> [Goal]
Locate every line in the entries below that contains the string "handle" and copy each of those lines. Case counts.

* BEGIN *

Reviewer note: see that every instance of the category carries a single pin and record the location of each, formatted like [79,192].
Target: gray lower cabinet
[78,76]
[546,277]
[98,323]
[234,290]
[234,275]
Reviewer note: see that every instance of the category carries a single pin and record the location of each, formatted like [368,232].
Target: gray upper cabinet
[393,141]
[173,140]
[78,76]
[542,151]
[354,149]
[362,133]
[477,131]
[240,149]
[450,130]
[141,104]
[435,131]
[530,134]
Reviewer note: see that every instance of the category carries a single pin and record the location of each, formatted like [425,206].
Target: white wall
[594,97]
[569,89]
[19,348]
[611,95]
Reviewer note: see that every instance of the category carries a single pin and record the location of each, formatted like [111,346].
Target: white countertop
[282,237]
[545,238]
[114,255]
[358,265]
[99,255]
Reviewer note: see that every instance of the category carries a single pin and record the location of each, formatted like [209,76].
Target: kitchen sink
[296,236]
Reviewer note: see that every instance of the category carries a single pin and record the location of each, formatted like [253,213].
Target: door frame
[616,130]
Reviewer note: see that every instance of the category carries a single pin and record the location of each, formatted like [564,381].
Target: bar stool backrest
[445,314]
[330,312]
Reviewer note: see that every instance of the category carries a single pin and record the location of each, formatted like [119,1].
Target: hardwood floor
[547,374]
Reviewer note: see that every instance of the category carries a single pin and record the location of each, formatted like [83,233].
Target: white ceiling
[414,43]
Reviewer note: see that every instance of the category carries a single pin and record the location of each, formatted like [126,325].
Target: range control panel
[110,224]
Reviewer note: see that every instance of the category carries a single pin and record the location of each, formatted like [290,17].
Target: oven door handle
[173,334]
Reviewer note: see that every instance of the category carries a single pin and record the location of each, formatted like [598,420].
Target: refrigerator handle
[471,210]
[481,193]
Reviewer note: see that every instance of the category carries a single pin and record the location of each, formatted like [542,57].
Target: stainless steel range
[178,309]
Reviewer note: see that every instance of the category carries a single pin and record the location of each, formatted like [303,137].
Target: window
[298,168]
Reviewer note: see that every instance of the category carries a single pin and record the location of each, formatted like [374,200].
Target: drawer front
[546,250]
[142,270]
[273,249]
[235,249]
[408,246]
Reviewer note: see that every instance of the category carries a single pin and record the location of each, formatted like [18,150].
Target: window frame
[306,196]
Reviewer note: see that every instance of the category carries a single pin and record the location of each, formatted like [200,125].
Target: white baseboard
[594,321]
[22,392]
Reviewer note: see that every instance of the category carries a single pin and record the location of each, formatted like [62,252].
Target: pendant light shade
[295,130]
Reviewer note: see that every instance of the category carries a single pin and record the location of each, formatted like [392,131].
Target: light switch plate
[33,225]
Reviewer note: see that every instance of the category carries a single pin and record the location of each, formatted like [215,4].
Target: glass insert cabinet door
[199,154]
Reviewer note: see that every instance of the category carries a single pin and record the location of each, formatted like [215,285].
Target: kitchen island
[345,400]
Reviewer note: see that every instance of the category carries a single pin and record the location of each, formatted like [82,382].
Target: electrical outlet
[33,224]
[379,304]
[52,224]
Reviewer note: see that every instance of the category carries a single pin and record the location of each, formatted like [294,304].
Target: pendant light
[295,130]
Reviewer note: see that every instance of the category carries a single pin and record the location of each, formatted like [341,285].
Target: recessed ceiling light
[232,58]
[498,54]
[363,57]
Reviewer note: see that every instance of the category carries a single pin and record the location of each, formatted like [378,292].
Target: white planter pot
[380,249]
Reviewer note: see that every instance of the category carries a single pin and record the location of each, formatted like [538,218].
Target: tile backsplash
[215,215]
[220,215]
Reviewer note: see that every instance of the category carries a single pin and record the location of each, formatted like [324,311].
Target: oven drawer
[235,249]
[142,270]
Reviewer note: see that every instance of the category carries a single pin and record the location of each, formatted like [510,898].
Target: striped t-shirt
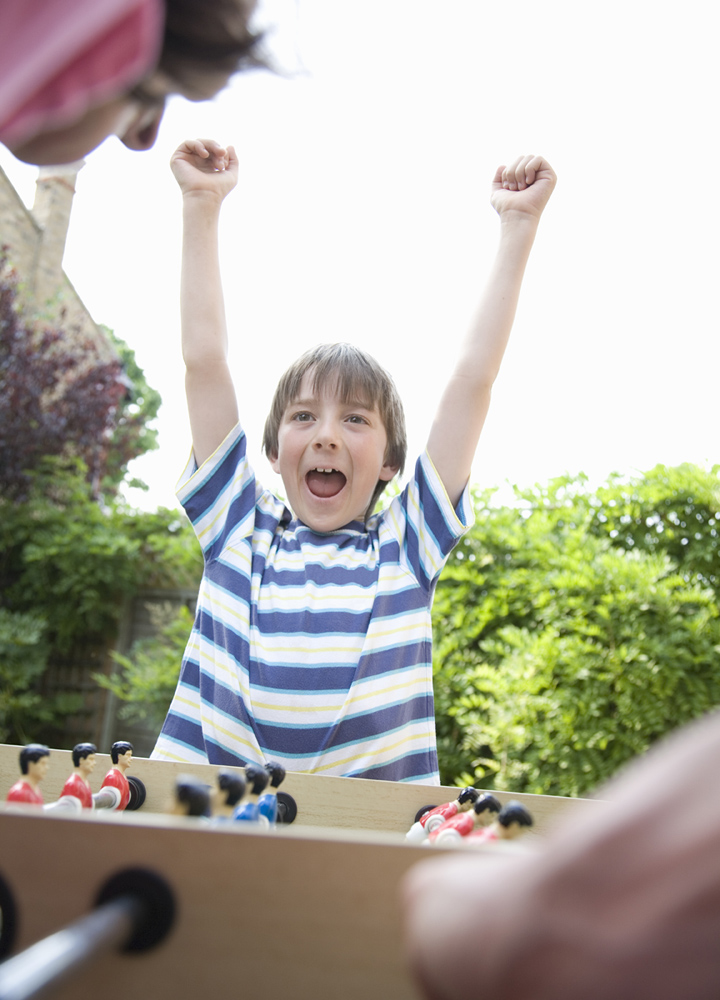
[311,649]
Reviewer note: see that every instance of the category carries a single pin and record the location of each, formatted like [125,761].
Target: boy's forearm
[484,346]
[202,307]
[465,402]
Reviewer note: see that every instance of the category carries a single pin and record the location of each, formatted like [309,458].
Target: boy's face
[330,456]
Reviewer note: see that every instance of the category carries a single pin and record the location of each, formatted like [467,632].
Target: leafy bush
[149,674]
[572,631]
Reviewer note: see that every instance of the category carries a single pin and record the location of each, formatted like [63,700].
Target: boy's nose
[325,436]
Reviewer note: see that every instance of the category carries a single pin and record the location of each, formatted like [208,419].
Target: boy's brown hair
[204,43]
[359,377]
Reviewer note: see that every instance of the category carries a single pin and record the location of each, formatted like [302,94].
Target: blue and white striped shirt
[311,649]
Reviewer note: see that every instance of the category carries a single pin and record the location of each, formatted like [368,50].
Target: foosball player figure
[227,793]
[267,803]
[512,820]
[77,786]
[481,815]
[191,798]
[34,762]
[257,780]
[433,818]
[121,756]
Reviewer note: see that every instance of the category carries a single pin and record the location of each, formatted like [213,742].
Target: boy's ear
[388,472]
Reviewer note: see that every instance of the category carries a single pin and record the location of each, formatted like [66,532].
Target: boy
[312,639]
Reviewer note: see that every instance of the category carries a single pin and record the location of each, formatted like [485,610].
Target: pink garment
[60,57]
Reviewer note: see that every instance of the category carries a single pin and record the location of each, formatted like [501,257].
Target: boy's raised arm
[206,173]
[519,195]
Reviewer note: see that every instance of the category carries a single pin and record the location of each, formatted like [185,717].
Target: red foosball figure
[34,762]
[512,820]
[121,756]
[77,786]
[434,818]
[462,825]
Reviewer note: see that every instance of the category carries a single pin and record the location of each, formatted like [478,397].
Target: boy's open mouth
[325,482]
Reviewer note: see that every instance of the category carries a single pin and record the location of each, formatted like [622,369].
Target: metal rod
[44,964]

* END *
* BEGIN *

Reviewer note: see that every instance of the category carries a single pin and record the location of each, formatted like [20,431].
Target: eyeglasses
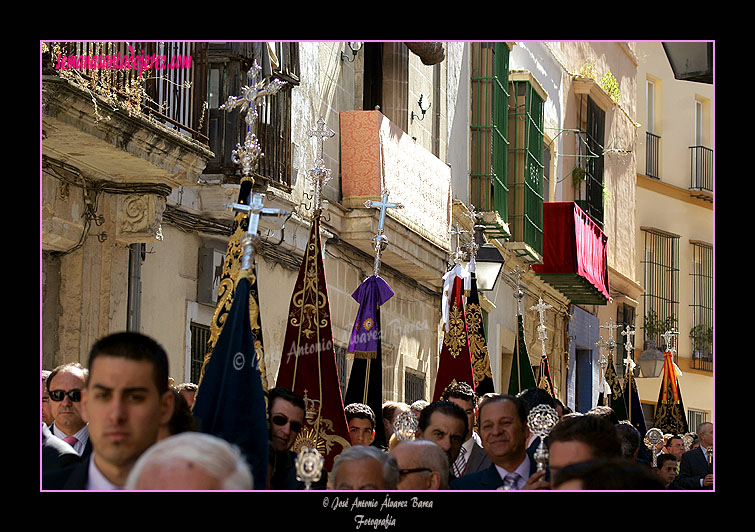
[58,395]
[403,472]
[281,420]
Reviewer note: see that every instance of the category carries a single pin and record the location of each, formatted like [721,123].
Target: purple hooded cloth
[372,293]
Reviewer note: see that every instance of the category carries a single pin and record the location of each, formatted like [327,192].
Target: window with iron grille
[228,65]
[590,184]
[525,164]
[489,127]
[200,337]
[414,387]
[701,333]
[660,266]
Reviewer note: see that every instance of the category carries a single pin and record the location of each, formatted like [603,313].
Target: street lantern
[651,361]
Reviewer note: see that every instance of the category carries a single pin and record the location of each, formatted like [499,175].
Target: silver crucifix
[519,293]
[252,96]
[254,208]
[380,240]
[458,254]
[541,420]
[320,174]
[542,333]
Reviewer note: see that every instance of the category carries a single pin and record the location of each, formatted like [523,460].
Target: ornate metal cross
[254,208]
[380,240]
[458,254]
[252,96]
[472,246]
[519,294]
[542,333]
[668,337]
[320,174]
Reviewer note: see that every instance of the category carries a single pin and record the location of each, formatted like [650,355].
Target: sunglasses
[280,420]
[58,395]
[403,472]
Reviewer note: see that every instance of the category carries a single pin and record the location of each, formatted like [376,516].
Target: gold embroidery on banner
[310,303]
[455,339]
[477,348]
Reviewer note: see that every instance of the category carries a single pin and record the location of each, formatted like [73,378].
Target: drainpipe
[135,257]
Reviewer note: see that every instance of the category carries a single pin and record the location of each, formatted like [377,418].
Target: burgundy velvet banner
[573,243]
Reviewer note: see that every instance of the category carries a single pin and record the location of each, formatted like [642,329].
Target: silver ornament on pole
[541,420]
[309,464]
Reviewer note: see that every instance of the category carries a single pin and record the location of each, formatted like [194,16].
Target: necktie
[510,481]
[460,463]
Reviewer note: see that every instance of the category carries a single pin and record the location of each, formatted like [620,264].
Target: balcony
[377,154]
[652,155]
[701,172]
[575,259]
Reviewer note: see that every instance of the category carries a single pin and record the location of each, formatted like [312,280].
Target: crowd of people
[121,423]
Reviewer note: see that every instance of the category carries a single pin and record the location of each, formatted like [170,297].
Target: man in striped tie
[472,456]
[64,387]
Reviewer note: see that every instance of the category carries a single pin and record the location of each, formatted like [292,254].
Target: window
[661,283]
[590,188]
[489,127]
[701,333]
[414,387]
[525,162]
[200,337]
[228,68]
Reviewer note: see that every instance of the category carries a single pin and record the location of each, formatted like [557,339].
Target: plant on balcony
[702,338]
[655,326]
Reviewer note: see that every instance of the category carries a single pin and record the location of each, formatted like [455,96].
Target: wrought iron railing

* END *
* BEGIN *

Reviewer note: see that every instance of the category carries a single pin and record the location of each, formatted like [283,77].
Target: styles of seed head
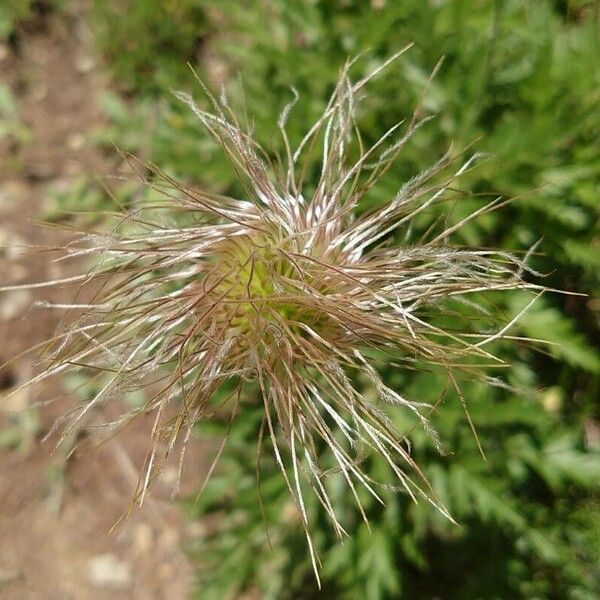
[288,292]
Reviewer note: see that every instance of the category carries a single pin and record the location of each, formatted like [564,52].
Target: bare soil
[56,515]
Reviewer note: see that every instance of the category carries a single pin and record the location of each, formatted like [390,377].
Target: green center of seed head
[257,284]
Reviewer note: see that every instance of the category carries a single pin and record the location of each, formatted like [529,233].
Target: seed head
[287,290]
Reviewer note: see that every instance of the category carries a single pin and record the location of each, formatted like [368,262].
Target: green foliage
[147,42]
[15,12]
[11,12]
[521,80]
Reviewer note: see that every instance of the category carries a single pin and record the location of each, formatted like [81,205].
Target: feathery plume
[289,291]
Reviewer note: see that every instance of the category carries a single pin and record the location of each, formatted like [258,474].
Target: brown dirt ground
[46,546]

* END *

> [Reply]
Target: oven door handle
Target: refrigerator handle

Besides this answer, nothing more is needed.